• [SHORT PROBLEM]:
Extract from the material below every line that contains the string "building", treating uppercase and lowercase letters as distinct.

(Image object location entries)
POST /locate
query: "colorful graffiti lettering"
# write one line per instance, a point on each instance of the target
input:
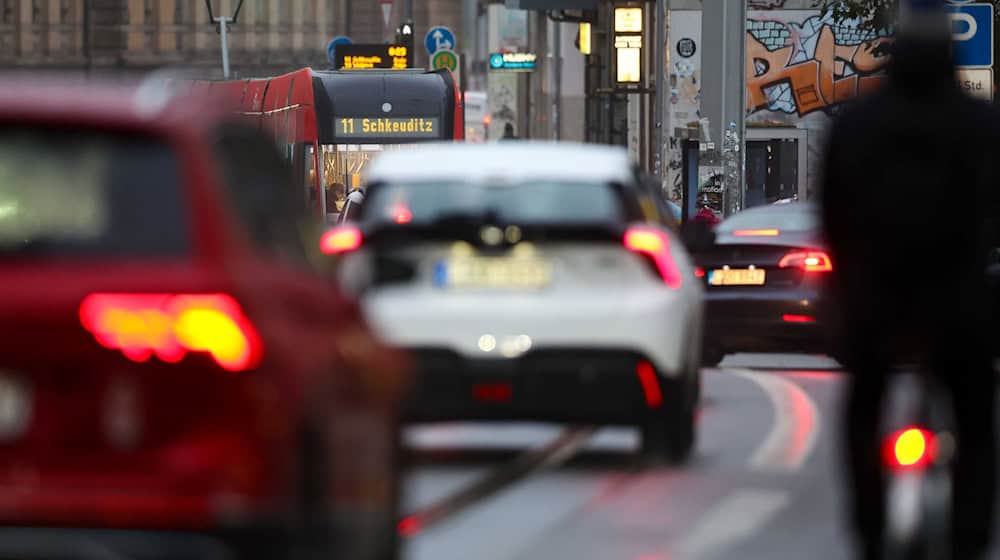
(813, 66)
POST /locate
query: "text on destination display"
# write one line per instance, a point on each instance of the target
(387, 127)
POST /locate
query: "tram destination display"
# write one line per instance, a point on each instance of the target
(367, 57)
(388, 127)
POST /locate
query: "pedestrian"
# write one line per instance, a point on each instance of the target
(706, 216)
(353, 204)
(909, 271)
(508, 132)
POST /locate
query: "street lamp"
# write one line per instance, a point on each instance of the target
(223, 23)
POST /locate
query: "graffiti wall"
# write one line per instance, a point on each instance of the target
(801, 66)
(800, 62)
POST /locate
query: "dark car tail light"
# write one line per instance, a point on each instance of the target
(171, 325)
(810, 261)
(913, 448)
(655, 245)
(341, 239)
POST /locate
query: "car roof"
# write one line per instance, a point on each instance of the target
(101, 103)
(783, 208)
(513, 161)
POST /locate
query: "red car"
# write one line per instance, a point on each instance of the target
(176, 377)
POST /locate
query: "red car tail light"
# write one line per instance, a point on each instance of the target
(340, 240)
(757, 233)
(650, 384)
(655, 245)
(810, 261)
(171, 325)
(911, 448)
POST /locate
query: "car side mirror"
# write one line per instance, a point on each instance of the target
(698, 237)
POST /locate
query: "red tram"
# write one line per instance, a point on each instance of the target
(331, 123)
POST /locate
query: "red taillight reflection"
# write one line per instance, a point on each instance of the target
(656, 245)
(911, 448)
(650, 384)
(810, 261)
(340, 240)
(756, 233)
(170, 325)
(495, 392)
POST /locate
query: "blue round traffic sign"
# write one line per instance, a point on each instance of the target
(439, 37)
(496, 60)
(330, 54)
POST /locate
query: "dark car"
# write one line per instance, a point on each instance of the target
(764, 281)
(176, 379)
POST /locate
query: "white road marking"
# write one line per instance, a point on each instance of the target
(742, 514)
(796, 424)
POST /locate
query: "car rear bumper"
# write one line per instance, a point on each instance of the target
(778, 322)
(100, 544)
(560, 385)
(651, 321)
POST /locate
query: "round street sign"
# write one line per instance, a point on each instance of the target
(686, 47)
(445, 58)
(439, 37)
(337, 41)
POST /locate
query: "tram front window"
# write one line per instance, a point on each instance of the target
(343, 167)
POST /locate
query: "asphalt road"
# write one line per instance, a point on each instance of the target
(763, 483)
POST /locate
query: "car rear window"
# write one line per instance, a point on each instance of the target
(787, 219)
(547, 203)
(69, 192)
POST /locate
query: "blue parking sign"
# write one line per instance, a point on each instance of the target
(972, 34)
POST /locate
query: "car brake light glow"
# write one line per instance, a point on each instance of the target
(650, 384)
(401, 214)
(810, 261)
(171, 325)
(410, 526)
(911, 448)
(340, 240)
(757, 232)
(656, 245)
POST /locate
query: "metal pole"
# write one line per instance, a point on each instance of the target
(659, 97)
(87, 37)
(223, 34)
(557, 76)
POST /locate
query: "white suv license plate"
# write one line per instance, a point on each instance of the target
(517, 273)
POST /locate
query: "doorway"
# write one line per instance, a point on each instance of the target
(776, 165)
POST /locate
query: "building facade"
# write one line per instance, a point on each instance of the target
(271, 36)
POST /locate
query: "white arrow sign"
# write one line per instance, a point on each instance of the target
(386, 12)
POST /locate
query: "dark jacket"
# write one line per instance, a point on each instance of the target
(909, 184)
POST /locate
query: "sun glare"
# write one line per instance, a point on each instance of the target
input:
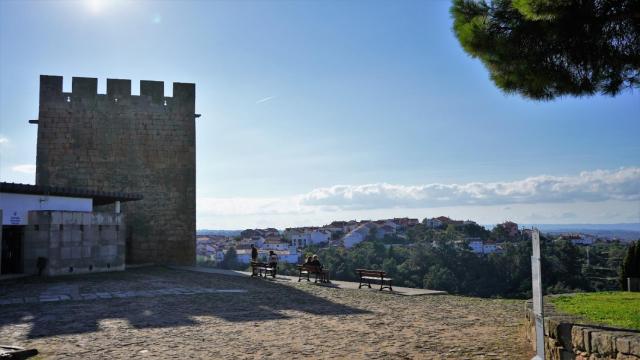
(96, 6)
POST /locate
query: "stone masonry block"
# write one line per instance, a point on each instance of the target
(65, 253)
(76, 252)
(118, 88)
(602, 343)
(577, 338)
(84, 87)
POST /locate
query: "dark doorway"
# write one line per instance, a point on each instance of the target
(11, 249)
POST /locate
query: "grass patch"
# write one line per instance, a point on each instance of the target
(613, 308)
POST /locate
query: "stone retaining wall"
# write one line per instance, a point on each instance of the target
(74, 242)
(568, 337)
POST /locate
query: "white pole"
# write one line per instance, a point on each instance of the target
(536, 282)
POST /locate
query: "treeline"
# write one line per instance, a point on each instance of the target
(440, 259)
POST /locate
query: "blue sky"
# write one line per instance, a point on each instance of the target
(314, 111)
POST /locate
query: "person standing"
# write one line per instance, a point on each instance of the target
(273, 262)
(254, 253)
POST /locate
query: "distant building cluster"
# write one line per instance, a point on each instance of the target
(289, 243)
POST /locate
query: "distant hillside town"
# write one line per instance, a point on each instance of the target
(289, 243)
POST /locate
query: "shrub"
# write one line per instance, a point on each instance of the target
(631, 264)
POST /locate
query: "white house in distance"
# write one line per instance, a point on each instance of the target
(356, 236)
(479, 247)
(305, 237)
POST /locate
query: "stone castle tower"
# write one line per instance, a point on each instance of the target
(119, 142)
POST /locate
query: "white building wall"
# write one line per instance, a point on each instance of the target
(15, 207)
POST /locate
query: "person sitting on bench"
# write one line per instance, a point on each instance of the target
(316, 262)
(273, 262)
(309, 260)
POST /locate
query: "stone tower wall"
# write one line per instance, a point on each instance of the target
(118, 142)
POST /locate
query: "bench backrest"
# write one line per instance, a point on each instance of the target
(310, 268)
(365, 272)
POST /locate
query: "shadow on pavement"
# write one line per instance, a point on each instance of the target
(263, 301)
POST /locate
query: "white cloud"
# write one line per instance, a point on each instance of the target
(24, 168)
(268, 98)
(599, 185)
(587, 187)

• [SOLUTION TO THE EXERCISE]:
query: "building facade"
query: "distant building cluster"
query: "white building wall"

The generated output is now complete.